What to do: The entries below are to be restated exactly, and their images are to be omitted.

Task material:
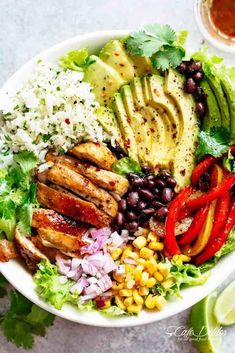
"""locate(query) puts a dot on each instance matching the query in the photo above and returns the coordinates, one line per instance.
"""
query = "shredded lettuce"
(76, 60)
(51, 289)
(126, 165)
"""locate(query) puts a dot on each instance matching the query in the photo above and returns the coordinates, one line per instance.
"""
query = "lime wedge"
(225, 306)
(205, 329)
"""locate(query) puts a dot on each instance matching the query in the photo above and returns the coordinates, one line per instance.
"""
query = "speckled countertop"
(27, 27)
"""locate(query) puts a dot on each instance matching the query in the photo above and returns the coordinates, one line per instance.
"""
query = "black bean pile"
(148, 196)
(194, 74)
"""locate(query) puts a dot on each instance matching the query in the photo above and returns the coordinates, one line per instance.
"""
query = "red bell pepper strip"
(195, 227)
(170, 242)
(221, 215)
(201, 168)
(211, 250)
(211, 195)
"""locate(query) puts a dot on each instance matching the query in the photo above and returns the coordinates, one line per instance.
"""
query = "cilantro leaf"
(23, 319)
(76, 60)
(168, 57)
(213, 141)
(150, 40)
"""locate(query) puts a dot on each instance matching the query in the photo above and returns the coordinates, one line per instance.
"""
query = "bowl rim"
(15, 272)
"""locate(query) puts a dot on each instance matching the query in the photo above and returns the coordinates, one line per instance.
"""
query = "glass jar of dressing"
(216, 21)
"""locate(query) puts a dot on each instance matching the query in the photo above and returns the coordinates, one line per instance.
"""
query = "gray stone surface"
(27, 27)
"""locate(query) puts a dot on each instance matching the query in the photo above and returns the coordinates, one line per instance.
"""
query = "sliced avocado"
(212, 117)
(138, 124)
(108, 121)
(137, 90)
(104, 80)
(142, 65)
(114, 54)
(184, 161)
(126, 130)
(229, 92)
(159, 98)
(216, 87)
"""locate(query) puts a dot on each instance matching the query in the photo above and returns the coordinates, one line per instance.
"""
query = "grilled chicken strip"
(7, 250)
(28, 251)
(83, 187)
(43, 218)
(71, 206)
(59, 240)
(103, 178)
(96, 153)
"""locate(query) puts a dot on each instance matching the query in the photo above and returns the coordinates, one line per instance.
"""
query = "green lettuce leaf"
(125, 166)
(50, 288)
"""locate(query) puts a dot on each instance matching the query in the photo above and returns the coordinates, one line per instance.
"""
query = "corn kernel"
(164, 270)
(138, 271)
(150, 302)
(151, 266)
(143, 291)
(151, 237)
(118, 286)
(146, 253)
(118, 277)
(151, 282)
(141, 262)
(135, 309)
(116, 253)
(168, 283)
(139, 242)
(130, 284)
(160, 302)
(157, 246)
(137, 298)
(128, 301)
(144, 278)
(158, 276)
(119, 302)
(125, 293)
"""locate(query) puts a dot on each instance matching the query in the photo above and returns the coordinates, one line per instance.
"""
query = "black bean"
(190, 85)
(157, 204)
(133, 198)
(148, 211)
(160, 184)
(122, 205)
(182, 68)
(120, 219)
(141, 205)
(198, 76)
(201, 109)
(161, 213)
(146, 194)
(146, 169)
(132, 227)
(195, 66)
(167, 195)
(132, 216)
(171, 182)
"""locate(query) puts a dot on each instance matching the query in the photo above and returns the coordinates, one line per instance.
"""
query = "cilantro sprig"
(160, 43)
(22, 320)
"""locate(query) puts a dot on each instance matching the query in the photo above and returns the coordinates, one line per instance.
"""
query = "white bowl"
(16, 273)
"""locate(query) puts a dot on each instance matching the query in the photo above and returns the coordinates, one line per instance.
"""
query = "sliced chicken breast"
(43, 218)
(28, 251)
(66, 177)
(96, 153)
(8, 250)
(59, 240)
(71, 206)
(103, 178)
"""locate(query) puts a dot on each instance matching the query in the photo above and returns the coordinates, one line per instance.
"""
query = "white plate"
(22, 280)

Written answer:
"""locate(query) puts a dot on each instance matching the query in the photo above and returns the coordinates, one line per instance.
"""
query = "shredded lettuce"
(76, 60)
(51, 289)
(126, 165)
"""locate(query) puts a dot on each instance matching the query in the photo above and returns the coordinates, one line per instance.
"""
query = "lime wedge"
(225, 306)
(205, 329)
"""locate(query) puts a dot on each instance matching the query in the photo above and returns the coordinates, one line per instance.
"""
query = "speckled countertop"
(27, 27)
"""locate(query) puts a dot on each instance matching the query in the photo above and returns the coordinates, one line per instance.
"""
query = "black bean pile"
(148, 196)
(194, 74)
"""locate(query) puts a dot on each instance matching the query in the photo above and returns the coordinates, one line per instance.
"""
query = "red bell pepper strip"
(195, 227)
(170, 242)
(221, 215)
(201, 168)
(211, 250)
(211, 195)
"""locate(query) puts a dot on each instance matching the query in the photo above and returns the coordinates, one line per instance.
"""
query = "cilantro leaf"
(23, 319)
(76, 60)
(168, 57)
(213, 141)
(150, 40)
"""locate(query) puts a dot on each instance matching the query in the photo above and returns the coordinates, one line per instance.
"""
query = "bowl rim"
(15, 272)
"""locate(query) puts a dot on each instance matching the query in the photo above and returns the coordinates, one line per instance.
"""
query = "glass jar of dressing"
(216, 21)
"""locate(query) puts a dot on each instance matching the query in the photo above and returns the coordinates, one line per instance.
"""
query = "gray stone surface"
(27, 27)
"""locate(query) puts a dot on each instance matching the query in the photo above and returns the coordinates, one line per instance.
"""
query = "sliced avocado"
(212, 117)
(138, 124)
(108, 121)
(137, 90)
(104, 80)
(142, 65)
(114, 54)
(184, 161)
(126, 130)
(229, 92)
(159, 98)
(216, 87)
"""locate(query) puts a dot on each instance matching the query in the photo above and returns the coordinates, one line per instance.
"""
query = "grilled chicken strip"
(7, 250)
(28, 251)
(83, 187)
(43, 218)
(71, 206)
(59, 240)
(103, 178)
(96, 153)
"""locate(query) puts a dot on each instance matching the query in the photo above and returns the coordinates, one line per instance.
"""
query = "green lettuce leaf"
(125, 166)
(50, 288)
"""locate(query) puts a dot on each instance matching the query in the photo above and returns the coordinates, one line per instance.
"""
query = "corn kernel"
(164, 270)
(138, 271)
(150, 302)
(151, 266)
(143, 291)
(151, 237)
(118, 286)
(146, 253)
(118, 277)
(151, 282)
(141, 262)
(135, 309)
(116, 253)
(168, 283)
(139, 242)
(130, 284)
(160, 302)
(157, 246)
(137, 298)
(128, 301)
(144, 278)
(158, 276)
(119, 302)
(125, 293)
"""locate(query) puts a dot on each instance matching the query in the photo above and returns the coordinates, one line per instance.
"""
query = "black bean"
(190, 85)
(157, 204)
(133, 198)
(148, 211)
(160, 184)
(122, 205)
(182, 68)
(120, 219)
(141, 205)
(198, 76)
(201, 109)
(161, 213)
(146, 194)
(146, 169)
(132, 227)
(195, 66)
(167, 195)
(132, 216)
(171, 182)
"""locate(query) puts a dot on each instance matching the query in the photo above and returns the coordinates, one line per instance.
"""
query = "cilantro sprig"
(160, 43)
(22, 320)
"""locate(query) puts a dot on each instance matching the query in the photo above and returns the coordinates, one line per instance.
"""
query = "white bowl"
(16, 273)
"""locate(query) puts a dot on each instance matching the query in the photo above and returns the coordinates, one line per instance.
"""
query = "sliced chicken breast"
(43, 218)
(28, 251)
(66, 177)
(96, 153)
(8, 250)
(59, 240)
(71, 206)
(103, 178)
"""locate(query) puts a dot on each instance matching the query in the photo above and returns the coordinates, one line per instance.
"""
query = "white plate"
(22, 280)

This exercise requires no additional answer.